* [Given instruction] Output, please, every line from the line that holds "hair, I would be grateful." to the end, exactly as written.

* [Dataset entries]
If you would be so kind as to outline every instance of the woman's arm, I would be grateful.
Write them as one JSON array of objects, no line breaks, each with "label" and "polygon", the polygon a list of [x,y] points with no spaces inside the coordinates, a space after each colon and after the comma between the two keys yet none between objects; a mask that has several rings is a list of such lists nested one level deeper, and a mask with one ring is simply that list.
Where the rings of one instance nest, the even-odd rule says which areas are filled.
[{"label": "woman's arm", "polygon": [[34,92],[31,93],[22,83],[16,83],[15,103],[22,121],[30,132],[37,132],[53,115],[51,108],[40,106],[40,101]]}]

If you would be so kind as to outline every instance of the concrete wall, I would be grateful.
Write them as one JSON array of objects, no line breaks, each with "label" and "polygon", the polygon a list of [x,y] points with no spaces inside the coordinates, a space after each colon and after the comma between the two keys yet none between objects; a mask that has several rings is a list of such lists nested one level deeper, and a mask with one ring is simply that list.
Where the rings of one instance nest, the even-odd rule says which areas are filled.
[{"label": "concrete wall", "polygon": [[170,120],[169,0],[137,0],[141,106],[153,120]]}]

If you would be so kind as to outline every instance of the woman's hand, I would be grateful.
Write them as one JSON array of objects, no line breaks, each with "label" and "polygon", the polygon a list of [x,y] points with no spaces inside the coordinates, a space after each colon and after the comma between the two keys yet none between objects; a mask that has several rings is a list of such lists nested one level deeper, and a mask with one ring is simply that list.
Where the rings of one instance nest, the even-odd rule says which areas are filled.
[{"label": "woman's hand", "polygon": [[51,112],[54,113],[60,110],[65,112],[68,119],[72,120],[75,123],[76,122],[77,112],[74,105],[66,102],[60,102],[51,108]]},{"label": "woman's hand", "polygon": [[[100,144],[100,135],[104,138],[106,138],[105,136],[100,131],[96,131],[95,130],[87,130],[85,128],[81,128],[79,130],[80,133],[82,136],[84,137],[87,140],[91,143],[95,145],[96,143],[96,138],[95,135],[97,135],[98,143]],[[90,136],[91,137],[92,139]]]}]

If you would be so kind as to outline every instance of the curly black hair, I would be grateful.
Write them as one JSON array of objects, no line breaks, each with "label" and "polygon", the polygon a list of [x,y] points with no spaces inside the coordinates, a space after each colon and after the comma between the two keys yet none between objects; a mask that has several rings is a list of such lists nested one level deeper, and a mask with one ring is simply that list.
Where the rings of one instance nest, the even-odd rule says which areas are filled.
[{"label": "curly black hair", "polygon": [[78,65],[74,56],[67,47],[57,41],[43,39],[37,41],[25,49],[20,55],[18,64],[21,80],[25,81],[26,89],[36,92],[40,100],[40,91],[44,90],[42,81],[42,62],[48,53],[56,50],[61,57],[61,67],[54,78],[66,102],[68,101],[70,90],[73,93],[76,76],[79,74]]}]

* [Solution]
If you would be so kind as to outline every instance of the curly black hair, I would be grateful.
Write them as one JSON array of objects, no line breaks, each with "label" and "polygon", the polygon a list of [x,y] points with no spaces inside the coordinates, a space after each colon and after the comma between the two keys yet none between objects; a mask that has several rings is a list of such lists nested one level deeper, and a mask with one ring is simply that list.
Where the rings of one instance nest, the even-odd rule says which areas are filled.
[{"label": "curly black hair", "polygon": [[78,65],[74,56],[67,47],[57,41],[43,39],[37,41],[25,49],[20,55],[18,64],[21,80],[25,81],[26,89],[36,92],[40,100],[40,91],[44,90],[42,81],[42,62],[48,53],[56,50],[61,57],[61,67],[54,78],[66,102],[68,101],[70,90],[73,93],[76,76],[79,74]]}]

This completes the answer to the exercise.